• **DIRECTIONS**: Pick up the text on the health claims about chocolate and cocoa after its final line and carry it forward.

==== PROVIDED TEXT ====

Chocolate & Cocoa: 'Healthy' Benefits or Negative Health Effects?

Researchers have some news for chocolate lovers: it may be good for you. Scientists reported preliminary evidence recently that cocoa and other chocolates may keep high blood pressure down, your blood flowing and your heart healthy.

Stories on the health benefits of consuming cocoa products have increasingly made the news following the discovery that they are an excellent source of catechins, which are polyphenols of the flavanol group and which are believed to protect against heart disease, cancer, and various other medical conditions. Chocolate manufacturers and retailers have been taking advantage of these findings by not only trying to make chocolate lovers feel less guilty about their addiction, but also by trying to target the more health-conscious consumer with regular doses of "research studies" praising the supposed benefits of consuming chocolate, among them that:

  • Eating chocolate releases endorphins in the brain, which act as pain-relievers,
  • Eating chocolate boosts one's appetite, but does not cause weight gain,
  • The sugar in chocolate may reduce stress and have a calming and pain relieving effect,
  • Eating chocolate does not give someone acne or other skin eruptions,
  • Eating chocolate does not trigger migraine headaches,
  • Eating moderate amounts of chocolate makes one live almost a year longer,
  • Eating chocolate reduces the risk of heart disease and cancer.

==== SUPPLIED RECORDS ====

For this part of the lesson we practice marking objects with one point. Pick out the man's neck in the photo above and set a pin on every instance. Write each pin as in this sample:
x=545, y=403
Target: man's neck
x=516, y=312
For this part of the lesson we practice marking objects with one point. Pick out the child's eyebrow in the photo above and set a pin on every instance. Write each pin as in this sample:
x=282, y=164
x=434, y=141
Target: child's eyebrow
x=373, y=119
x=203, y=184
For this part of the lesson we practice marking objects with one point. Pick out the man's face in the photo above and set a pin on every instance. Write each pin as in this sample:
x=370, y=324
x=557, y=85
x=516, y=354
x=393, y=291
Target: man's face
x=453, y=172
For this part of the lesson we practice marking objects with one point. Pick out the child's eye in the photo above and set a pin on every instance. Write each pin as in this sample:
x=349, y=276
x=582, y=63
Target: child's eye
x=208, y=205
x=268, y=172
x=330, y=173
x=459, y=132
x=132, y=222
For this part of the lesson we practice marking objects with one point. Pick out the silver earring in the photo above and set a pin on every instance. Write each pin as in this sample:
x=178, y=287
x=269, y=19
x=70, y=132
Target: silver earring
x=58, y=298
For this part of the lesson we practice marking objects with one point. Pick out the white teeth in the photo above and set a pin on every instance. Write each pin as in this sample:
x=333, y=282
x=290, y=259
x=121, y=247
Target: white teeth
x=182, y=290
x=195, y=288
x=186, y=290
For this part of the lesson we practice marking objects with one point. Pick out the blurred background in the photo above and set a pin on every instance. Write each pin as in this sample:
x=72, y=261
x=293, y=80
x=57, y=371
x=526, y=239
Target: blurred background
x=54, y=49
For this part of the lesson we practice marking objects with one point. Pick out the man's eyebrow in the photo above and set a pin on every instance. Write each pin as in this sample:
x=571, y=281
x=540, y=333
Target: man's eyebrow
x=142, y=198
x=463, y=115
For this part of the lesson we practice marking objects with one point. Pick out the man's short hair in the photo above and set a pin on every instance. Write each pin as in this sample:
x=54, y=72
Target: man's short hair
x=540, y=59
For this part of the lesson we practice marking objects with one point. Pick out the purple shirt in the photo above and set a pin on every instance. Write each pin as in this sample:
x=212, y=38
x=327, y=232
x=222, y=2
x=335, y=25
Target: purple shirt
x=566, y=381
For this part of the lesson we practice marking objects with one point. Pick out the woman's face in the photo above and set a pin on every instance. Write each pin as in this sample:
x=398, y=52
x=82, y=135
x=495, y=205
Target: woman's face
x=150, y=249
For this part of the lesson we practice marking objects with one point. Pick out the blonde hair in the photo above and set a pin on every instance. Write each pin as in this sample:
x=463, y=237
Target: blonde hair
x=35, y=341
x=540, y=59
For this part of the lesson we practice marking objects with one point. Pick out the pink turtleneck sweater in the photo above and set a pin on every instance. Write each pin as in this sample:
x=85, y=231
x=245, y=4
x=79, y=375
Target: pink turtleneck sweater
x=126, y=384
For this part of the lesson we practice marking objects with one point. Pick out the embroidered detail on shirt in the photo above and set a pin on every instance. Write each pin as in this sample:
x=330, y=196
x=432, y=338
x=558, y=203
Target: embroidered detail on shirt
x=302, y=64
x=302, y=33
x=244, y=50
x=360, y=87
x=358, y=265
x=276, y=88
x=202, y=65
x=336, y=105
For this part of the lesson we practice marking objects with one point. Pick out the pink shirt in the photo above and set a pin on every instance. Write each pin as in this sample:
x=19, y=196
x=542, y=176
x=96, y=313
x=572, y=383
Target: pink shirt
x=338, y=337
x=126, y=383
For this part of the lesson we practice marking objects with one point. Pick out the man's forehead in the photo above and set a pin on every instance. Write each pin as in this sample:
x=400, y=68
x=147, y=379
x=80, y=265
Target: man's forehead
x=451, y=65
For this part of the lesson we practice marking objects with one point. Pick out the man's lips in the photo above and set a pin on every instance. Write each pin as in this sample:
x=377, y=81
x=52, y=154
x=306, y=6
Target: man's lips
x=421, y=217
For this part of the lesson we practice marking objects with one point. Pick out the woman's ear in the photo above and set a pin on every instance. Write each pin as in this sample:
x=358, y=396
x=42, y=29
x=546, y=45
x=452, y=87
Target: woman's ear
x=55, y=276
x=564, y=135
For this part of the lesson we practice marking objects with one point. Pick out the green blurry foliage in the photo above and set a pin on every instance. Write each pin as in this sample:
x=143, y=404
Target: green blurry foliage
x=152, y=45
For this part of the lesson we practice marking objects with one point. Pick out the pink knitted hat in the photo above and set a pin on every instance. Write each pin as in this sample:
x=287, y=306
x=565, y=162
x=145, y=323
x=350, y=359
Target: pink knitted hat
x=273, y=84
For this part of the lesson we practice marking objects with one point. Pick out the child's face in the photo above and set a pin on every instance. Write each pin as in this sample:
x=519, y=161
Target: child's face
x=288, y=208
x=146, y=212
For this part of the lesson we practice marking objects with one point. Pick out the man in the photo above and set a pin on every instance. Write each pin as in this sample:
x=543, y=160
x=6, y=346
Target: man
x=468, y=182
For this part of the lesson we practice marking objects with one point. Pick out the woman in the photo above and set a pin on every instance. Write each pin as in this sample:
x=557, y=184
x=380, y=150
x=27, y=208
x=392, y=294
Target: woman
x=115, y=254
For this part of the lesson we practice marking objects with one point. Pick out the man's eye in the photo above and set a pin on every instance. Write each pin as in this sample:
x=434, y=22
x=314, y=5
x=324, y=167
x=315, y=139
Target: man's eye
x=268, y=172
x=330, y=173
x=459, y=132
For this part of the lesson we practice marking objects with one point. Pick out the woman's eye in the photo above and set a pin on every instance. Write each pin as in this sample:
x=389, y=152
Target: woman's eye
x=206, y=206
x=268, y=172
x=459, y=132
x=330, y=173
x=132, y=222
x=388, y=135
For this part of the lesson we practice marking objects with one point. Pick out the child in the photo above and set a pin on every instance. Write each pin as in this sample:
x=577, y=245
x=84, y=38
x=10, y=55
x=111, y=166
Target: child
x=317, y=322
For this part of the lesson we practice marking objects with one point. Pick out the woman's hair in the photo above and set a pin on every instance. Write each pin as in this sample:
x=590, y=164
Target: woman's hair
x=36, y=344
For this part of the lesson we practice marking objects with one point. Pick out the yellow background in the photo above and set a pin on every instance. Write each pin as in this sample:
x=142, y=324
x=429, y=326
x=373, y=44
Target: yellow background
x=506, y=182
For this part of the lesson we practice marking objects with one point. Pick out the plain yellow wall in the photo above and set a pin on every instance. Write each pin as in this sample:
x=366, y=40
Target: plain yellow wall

====

• **REPLY TO THE TASK**:
Overview of the main health effects attributed to chocolate.

While chocolate is regularly eaten for pleasure, there are potential beneficial health effects of eating chocolate. Cocoa or dark chocolate benefits the circulatory system. Other beneficial effects suggested include anticancer, brain stimulator, cough preventor and antidiarrhoeal effects. An aphrodisiac effect is yet unproven.

On the other hand, the unconstrained consumption large quantities of any energy-rich food such as chocolate is thought to increase the risk of obesity without a corresponding increase in activity. Raw chocolate is high in cocoa butter, a fat which is removed during chocolate refining, then added back in varying proportions during the manufacturing process. Manufacturers may add other fats, sugars, and milk as well, all of which increase the caloric content of chocolate.

There is concern of mild lead poisoning for some types of chocolate. Chocolate is toxic to many animals because of insufficient capacity to metabolize theobromine.